## What to work on
[a] In the news report on the UN Gaza inquiry, who heads the four-member team?
[b] Update the stretch of the news report on the UN Gaza inquiry from "Both Goldstone and" through "singling it out.", putting "site visits" in place of "field visits".
[c] Go on with the news report on the UN Gaza inquiry from the point where it stops.

## Excerpt provided
Friday, May 29th, 2009
Israel said Friday that it will not cooperate with a United Nations team appointed to investigate alleged war crimes committed during its 22-day offensive in Gaza. The UN announced from Geneva Friday that the four-member team, headed by South African war crimes prosecutor Richard Goldstone, will head to the region this weekend, and wants to begin work next week.
The team will remain in the region for one week and was expected to present its report next month.
“This committee has been instructed to find Israel guilty no matter what and there is no point in cooperating with such a masquerade,” Israeli Foreign Ministry Spokesman Yigal Palmor told the German Press Agency dpa.
Goldstone has previously said the investigation would go ahead with or without Israeli cooperation. Aides to the jurst say he has been attempting to contact the Israeli government and implied he has not received a response.
The team “will enter Gaza from Egypt via the Rafah crossing point,” the UN fact-finding mission said in a statement, effectively eliminating the need for Israeli approval to reach the enclave.
Both Goldstone and Martin Ihoeghian Uhomoibhi, the President of the Human Rights Council who appointed the team, have said they want the mission to include investigations into possible violations of Israeli human rights as well.
The UN would only say that besides Gaza “other field visits are being planned.”
Israel, and other nations such as Canada, have accused the UN Human Rights Council - which mandated the fact-finding mission in a January resolution passed by 33 in favour, one against and 13 abstentions - of overtly singling it out.

## Stored records
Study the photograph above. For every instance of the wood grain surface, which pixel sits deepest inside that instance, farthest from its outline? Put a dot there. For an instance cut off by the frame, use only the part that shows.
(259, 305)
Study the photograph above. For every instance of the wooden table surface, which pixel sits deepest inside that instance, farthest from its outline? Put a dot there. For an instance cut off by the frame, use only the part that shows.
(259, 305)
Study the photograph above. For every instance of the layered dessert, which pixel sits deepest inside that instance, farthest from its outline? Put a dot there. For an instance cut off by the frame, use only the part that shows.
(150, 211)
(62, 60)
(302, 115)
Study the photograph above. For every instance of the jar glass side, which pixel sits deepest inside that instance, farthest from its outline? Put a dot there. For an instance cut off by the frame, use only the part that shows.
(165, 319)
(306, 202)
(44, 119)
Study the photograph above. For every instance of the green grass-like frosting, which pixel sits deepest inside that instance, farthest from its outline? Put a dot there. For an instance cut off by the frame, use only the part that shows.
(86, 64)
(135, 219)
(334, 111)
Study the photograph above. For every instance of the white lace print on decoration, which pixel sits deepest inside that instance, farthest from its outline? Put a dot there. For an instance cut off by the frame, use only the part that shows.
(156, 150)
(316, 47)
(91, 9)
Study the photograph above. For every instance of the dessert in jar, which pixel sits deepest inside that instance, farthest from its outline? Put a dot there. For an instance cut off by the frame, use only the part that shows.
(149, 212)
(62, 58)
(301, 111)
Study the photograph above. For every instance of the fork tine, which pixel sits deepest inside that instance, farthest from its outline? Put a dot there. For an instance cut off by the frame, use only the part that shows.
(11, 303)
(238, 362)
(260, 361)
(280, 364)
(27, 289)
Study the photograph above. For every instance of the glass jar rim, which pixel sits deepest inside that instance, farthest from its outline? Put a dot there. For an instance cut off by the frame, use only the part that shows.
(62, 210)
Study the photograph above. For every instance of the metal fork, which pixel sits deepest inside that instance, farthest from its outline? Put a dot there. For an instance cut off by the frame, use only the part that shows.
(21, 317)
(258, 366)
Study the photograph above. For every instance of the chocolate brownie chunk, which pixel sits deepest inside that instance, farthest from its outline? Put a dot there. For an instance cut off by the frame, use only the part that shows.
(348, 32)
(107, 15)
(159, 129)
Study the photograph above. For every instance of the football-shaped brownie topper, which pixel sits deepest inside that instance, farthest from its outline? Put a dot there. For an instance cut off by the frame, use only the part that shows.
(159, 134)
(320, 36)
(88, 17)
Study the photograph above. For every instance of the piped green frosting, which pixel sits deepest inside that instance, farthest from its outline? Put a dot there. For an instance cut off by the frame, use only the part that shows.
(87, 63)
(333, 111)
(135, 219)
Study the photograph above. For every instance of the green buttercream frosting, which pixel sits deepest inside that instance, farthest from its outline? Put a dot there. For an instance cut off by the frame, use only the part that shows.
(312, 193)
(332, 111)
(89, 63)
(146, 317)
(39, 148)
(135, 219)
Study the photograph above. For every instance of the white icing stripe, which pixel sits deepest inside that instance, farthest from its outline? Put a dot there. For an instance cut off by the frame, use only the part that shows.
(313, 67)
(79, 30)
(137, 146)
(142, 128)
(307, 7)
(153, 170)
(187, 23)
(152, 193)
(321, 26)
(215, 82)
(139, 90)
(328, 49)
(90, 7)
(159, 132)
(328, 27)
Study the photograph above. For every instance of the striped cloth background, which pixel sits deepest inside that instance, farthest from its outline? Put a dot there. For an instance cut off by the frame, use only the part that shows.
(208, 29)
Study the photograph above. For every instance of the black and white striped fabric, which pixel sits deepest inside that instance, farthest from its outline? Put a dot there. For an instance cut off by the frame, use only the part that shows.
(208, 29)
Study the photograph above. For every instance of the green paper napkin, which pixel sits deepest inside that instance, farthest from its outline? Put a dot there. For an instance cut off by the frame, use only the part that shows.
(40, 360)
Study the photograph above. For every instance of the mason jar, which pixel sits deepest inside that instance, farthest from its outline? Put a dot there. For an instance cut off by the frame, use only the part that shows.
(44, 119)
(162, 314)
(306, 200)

## Responses per task
[a] South African war crimes prosecutor Richard Goldstone heads the team.

[b]
Both Goldstone and Martin Ihoeghian Uhomoibhi, the President of the Human Rights Council who appointed the team, have said they want the mission to include investigations into possible violations of Israeli human rights as well.
The UN would only say that besides Gaza “other site visits are being planned.”
Israel, and other nations such as Canada, have accused the UN Human Rights Council - which mandated the fact-finding mission in a January resolution passed by 33 in favour, one against and 13 abstentions - of overtly singling it out.

[c]
That resolution “is profoundly biased,” Palmor claimed, saying it ordered a probe only into alleged Israeli violations, while ignoring Hamas, the Islamist movement ruling Gaza.
In April, when the full mandate of the team was announced, Goldstone said his “mission will have regard to all human rights violations and international humanitarian law violations committed in Israel, Gaza and the occupied territories.”
This would help the mission “gain the credibility of all sides and be truly, truly independent and produce a report that is fair, balanced and impartial,” Uhomoibhi had said after extending the mandate.
Israel launched the December 27 to January 18 offensive in Gaza in response to rocket attacks by Palestinian militants from the coastal salient at its southern towns and villages.
According to the Gaza-based Palestinian Centre for Human Rights (PCHR), 1,417 Palestinians, most of them civilians, died in the war, which also caused massive destruction. Thirteen Israelis also died.
Goldstone was the Chief Prosecutor of the International Criminal Tribunals for the former Yugoslavia and Rwanda and was a key legal figure in South Africa’s transition to democracy.
He said that as a Jew, it was “quite a shock” to have been appointed to head the mission.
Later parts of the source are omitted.